To do:
Filter these records by the string "hanging", copying each line that holds it.

Dataset entries:
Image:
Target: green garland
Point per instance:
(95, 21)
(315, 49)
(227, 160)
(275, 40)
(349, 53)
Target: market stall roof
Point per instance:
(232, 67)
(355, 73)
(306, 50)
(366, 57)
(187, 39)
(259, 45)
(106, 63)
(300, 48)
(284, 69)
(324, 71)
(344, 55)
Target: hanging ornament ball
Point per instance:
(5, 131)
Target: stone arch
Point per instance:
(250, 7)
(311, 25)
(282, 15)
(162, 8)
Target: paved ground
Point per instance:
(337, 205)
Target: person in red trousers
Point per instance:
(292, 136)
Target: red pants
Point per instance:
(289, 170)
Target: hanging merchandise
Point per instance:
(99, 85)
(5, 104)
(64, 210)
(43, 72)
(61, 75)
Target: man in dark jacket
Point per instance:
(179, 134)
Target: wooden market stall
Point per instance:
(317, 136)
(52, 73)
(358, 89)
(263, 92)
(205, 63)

==

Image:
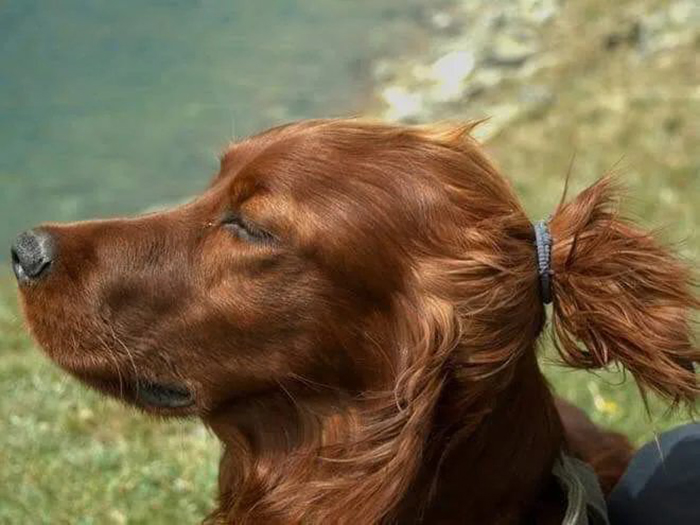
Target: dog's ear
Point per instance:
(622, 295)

Worked solution:
Target: hanging ornament ball
Target: hanging merchandise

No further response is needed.